Text for analysis section start

By Aditi Sebastian
(Reuters) – Gap Inc lowered its full-year forecast on Tuesday, with the apparel retailer expecting an up to $650 million hit to revenue amid supply chain disruptions that include factory closures in Vietnam and pricey air freight to ship goods.
Shares were down 19% in after-market trading.
Extended factory closures in Vietnam, Gap’s top country for sourcing which accounts for 30% of its production, have led to delays in the shipping of inventory and forced the retailer to invest about $450 million to lift freight by air and ensure shelves are not empty during the crucial holiday season.
“While we had planned into the known supply chain constraints as we entered the quarter, including COVID-related closures in Vietnam, the shock to our business persisted longer than anticipated,” Chief Executive Officer Sonia Syngal said.
Inventory shortages due to port and airport congestion, surging shipping costs and labor crunches have been plaguing retailers globally, with companies such as Abercrombie & Fitch and Nike having to deal with the prospect of empty shelves.

Text for analysis section end
Listed records section start

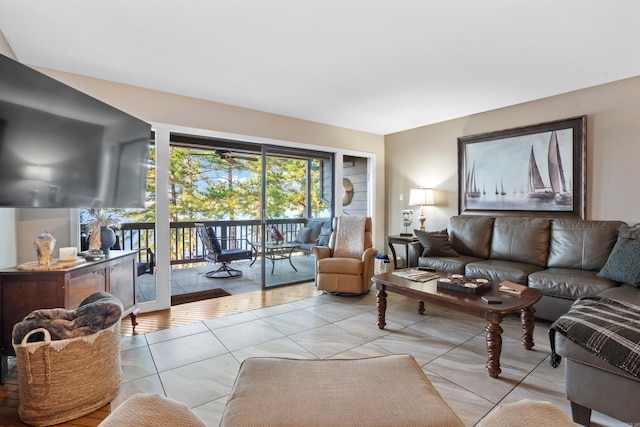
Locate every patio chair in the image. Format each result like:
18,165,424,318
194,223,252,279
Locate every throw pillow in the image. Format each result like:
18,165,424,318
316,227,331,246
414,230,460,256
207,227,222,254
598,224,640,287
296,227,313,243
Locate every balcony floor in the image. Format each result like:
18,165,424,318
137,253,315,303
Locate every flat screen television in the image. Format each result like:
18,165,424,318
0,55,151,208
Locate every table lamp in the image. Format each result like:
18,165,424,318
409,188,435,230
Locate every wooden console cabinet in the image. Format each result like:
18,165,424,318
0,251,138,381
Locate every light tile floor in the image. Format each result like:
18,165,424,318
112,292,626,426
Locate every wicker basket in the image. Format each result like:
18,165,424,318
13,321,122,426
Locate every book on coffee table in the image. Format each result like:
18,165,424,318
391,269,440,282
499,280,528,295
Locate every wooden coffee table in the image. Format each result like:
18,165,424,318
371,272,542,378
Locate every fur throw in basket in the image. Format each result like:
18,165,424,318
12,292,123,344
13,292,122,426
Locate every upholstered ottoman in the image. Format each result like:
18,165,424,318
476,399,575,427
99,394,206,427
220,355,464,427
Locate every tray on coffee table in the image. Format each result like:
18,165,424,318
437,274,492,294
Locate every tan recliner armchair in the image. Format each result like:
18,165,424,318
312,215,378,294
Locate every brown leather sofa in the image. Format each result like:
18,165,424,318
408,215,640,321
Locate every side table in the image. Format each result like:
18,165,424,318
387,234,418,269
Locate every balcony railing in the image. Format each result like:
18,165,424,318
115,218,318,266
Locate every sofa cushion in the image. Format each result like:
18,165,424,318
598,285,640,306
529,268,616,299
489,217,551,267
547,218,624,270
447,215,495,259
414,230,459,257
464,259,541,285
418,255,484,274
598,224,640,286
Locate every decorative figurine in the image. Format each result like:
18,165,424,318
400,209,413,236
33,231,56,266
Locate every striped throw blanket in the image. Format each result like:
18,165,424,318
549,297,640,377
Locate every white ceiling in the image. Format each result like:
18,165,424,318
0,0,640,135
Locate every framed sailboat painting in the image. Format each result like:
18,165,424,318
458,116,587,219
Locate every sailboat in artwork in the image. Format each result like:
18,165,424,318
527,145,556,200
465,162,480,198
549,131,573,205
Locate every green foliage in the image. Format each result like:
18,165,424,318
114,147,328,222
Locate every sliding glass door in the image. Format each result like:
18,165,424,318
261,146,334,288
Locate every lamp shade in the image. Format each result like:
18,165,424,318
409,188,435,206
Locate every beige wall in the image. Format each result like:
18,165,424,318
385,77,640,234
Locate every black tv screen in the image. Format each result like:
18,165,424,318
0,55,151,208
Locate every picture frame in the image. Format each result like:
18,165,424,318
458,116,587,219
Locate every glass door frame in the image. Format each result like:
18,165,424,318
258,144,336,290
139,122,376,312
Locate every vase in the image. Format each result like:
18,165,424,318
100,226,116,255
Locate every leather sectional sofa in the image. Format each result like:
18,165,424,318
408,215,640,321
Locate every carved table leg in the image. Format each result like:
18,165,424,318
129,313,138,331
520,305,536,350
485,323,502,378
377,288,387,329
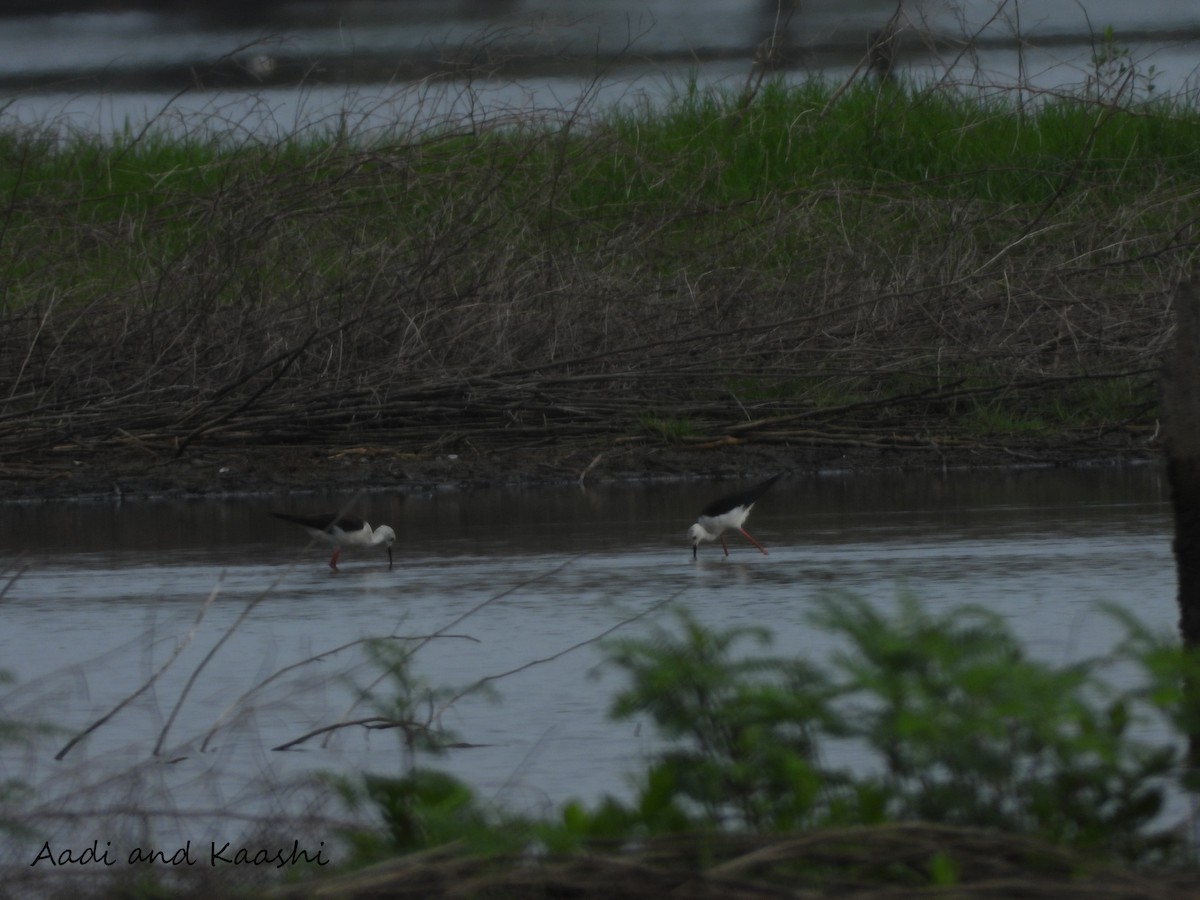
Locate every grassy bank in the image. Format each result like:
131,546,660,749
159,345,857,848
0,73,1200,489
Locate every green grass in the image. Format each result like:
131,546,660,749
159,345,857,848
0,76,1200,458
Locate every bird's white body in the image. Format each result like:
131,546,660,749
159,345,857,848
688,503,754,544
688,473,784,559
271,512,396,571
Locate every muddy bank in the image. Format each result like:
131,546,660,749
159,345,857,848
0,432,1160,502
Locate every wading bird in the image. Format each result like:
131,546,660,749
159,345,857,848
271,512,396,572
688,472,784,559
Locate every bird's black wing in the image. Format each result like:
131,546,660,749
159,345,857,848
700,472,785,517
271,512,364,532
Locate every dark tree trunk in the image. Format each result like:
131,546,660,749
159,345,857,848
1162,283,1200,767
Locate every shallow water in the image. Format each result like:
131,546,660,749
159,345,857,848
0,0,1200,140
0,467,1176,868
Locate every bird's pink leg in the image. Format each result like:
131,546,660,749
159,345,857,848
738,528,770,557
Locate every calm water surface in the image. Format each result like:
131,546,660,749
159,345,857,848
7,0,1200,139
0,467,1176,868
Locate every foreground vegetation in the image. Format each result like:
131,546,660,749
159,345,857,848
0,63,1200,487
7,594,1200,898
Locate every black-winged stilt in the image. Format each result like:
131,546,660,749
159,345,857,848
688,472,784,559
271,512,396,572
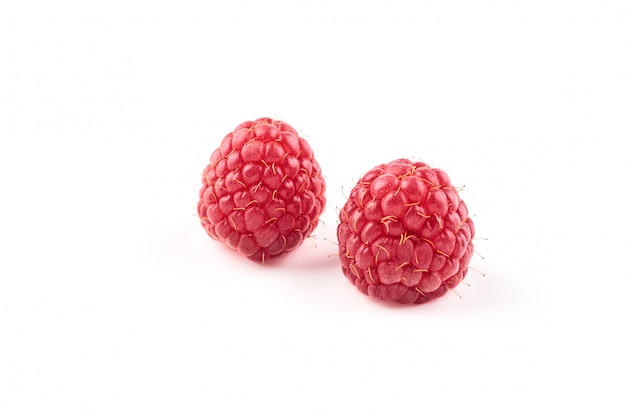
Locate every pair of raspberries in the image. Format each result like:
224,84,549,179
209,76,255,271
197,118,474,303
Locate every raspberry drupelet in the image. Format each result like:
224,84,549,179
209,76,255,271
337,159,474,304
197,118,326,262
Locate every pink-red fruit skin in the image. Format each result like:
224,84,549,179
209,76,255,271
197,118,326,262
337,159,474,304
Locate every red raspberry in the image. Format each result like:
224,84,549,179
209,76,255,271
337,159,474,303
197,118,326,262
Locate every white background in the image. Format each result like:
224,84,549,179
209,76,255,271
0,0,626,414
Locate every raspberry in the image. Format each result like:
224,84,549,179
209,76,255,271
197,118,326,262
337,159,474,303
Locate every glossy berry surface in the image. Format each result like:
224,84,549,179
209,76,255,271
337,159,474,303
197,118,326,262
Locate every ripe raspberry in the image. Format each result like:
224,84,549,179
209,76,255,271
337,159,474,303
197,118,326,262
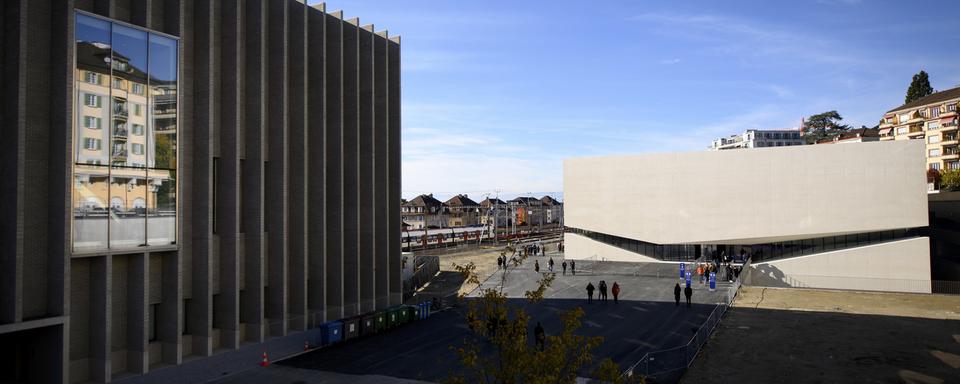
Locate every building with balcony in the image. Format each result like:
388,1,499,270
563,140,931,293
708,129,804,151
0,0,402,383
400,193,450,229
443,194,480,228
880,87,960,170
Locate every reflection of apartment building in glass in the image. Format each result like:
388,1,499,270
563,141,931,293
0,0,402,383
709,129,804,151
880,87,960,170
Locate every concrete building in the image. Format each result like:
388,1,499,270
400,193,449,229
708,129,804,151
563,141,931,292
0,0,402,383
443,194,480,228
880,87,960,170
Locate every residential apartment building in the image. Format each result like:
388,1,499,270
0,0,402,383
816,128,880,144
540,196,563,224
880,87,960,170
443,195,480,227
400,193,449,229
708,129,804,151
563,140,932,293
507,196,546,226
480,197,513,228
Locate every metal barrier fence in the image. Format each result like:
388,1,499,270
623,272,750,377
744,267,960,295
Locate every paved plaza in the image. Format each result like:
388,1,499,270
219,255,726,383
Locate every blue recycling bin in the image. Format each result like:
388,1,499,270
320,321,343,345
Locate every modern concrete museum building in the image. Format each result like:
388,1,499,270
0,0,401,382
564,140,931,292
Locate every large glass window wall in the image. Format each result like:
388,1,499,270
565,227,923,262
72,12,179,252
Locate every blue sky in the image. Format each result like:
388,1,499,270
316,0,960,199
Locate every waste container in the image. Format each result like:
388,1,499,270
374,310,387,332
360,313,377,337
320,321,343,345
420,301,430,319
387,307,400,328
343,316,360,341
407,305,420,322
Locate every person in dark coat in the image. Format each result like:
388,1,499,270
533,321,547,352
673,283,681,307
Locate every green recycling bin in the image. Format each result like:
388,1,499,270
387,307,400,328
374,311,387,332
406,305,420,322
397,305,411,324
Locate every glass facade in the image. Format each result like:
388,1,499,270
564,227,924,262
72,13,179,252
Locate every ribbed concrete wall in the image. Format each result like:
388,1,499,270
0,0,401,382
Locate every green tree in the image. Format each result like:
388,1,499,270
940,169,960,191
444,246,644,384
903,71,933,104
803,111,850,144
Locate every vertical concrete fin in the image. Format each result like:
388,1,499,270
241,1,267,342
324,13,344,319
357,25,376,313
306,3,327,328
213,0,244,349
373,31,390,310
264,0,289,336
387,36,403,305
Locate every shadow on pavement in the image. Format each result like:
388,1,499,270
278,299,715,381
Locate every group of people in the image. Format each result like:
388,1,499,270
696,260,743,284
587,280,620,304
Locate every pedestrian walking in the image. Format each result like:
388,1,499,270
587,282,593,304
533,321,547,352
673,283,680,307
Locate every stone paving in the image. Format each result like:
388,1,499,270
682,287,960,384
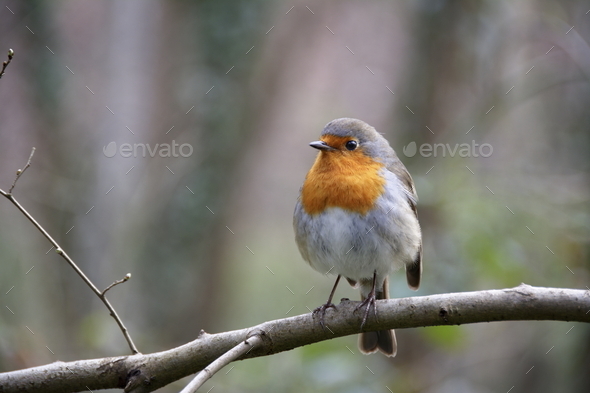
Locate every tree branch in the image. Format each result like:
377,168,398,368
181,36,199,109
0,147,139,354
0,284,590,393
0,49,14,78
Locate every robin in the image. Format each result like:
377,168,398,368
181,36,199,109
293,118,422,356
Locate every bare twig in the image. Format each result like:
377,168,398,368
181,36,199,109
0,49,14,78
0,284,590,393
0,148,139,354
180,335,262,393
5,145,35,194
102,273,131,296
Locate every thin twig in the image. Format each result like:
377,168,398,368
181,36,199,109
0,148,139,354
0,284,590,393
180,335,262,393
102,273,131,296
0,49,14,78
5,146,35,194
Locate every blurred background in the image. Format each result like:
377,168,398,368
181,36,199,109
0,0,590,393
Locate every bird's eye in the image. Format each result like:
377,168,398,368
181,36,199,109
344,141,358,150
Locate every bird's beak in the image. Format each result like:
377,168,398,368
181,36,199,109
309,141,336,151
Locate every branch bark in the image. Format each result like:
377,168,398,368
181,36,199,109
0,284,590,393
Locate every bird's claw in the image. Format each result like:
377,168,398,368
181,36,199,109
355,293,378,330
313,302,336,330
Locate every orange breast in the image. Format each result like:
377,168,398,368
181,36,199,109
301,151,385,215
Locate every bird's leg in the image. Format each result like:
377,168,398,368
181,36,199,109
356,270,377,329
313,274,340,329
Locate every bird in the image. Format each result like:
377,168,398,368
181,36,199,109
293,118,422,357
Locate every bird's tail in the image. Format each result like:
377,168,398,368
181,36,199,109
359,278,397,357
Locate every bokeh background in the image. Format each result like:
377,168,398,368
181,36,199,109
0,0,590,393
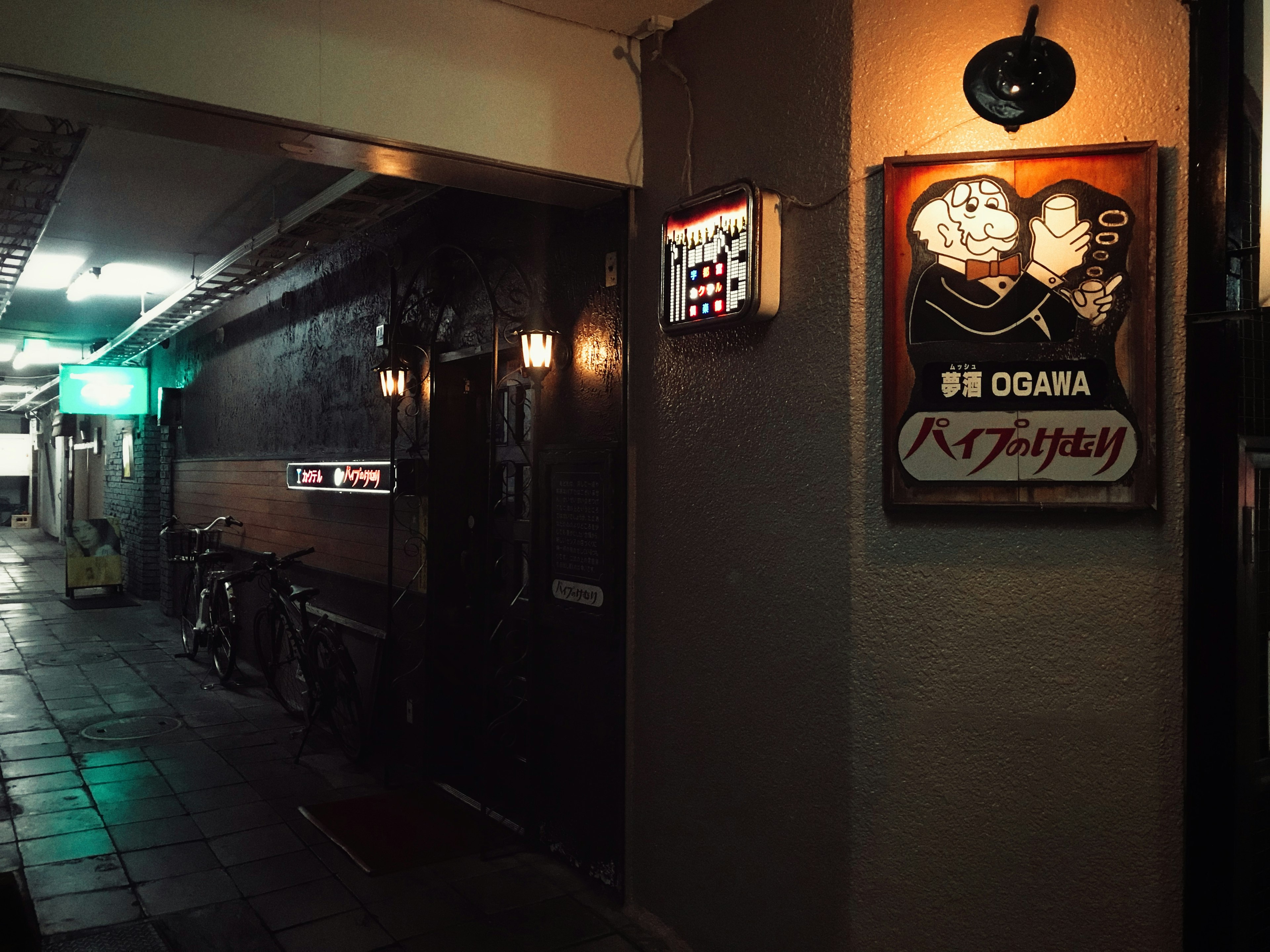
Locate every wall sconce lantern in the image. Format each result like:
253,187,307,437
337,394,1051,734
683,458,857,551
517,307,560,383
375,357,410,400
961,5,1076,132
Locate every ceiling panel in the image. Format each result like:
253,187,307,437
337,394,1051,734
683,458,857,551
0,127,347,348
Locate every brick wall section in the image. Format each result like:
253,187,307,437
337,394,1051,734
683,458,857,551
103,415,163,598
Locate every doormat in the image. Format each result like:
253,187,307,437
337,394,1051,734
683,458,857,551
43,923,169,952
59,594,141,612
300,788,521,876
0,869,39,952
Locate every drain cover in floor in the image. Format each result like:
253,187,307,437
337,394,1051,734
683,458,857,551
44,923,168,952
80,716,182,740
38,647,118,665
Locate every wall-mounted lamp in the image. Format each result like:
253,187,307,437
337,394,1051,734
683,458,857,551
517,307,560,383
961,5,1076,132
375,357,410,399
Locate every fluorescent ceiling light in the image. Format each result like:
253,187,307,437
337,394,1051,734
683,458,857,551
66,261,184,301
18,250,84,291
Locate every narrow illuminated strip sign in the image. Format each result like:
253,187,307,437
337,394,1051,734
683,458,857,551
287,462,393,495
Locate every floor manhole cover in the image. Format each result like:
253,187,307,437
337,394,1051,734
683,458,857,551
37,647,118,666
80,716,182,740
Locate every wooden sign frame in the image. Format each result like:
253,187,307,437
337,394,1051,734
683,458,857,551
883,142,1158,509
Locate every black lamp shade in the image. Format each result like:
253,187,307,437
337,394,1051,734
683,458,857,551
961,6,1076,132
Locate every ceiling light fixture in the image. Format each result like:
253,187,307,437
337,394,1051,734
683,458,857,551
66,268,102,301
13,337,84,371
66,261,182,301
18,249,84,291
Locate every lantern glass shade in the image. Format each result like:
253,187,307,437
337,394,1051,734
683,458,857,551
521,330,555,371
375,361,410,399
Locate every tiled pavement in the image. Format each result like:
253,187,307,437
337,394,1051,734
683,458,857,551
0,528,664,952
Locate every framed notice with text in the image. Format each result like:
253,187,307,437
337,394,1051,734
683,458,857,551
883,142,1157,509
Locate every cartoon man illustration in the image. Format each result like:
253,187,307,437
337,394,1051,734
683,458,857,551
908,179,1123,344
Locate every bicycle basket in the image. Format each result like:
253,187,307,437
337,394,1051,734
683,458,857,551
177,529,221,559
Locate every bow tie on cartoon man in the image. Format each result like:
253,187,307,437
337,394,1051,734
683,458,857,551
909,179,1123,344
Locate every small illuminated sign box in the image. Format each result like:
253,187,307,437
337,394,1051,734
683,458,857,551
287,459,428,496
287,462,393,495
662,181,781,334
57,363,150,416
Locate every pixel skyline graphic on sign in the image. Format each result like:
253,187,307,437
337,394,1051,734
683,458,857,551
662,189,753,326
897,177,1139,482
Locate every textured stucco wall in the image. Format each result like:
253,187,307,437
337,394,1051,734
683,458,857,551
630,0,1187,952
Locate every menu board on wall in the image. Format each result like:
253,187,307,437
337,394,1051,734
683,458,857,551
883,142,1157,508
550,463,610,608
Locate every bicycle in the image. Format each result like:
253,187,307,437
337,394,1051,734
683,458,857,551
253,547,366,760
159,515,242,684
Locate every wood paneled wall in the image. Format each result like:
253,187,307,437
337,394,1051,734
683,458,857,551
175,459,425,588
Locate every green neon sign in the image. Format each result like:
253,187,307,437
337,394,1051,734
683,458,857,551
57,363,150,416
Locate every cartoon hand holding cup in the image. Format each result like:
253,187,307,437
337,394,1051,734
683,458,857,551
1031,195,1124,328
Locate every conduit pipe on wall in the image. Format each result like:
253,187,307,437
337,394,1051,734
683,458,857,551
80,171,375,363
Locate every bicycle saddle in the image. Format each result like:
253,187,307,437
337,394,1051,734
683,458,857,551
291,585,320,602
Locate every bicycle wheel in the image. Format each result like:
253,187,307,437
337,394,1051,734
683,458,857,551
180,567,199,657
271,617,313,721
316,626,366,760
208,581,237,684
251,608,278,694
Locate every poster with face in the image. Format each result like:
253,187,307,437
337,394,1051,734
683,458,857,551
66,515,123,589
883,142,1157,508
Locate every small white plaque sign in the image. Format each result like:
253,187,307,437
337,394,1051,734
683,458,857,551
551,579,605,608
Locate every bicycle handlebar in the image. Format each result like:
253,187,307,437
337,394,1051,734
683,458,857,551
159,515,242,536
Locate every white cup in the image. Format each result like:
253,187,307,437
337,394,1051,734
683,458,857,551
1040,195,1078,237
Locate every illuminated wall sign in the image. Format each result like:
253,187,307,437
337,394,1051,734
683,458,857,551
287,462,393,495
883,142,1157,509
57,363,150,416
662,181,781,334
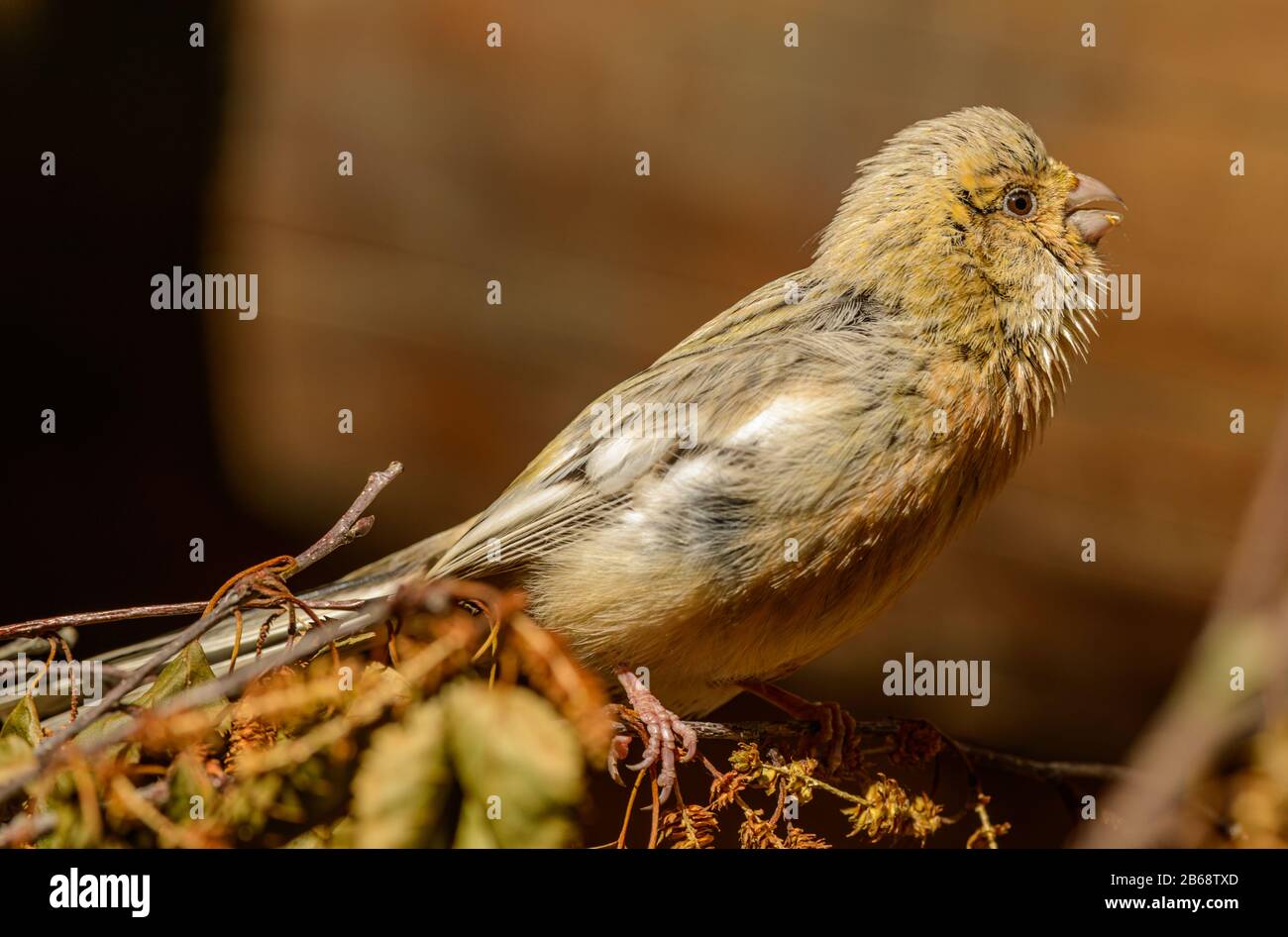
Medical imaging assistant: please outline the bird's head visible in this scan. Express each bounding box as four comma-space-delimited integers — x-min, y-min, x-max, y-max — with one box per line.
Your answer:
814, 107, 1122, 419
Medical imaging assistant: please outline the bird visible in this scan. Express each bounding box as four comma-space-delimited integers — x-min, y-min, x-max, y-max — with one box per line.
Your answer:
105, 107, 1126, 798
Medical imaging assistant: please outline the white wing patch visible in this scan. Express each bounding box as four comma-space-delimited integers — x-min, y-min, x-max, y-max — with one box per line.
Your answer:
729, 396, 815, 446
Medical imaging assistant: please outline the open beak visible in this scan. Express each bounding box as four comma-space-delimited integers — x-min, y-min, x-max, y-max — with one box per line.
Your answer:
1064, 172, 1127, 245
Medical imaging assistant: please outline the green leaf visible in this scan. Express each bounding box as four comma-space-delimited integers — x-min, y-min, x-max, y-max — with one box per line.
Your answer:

Listed records section end

Tasks and exercises:
1) From the news report on Gap's lowered forecast, extract the stretch from "Shares were down" through "Sonia Syngal said.".
2) Translate this sentence from the Gap news report into Spanish: "Shares were down 19% in after-market trading."
3) Carry on the news report about Gap's reduced full-year forecast from its final sentence.

List of answers:
1)
Shares were down 19% in after-market trading.
Extended factory closures in Vietnam, Gap’s top country for sourcing which accounts for 30% of its production, have led to delays in the shipping of inventory and forced the retailer to invest about $450 million to lift freight by air and ensure shelves are not empty during the crucial holiday season.
“While we had planned into the known supply chain constraints as we entered the quarter, including COVID-related closures in Vietnam, the shock to our business persisted longer than anticipated,” Chief Executive Officer Sonia Syngal said.

2) Las acciones bajaron un 19 % en las operaciones posteriores al cierre del mercado.

3)
Gap, which ended the third quarter with inventory down 1%, said shortages dented quarterly sales by about $300 million, as brands were unable to meet the strong demand stemming from eased restrictions and a return to social gatherings.
However, Syngal remained optimistic over plans to invest into air freight due to continued strong demand for Gap’s Yeezy hoodies and Old Navy clothing.
The Banana Republic owner expects annual net sales of about 20%, compared with its prior forecast for growth of 30%. Analysts expect a 28.4% growth, according to IBES data from Refinitiv.
Gap also cut its estimates for annual profit, excluding some charges, to between $1.25 and $1.40 per share from $2.10 to $2.25. Analysts on average expect a profit of $2.20 per share.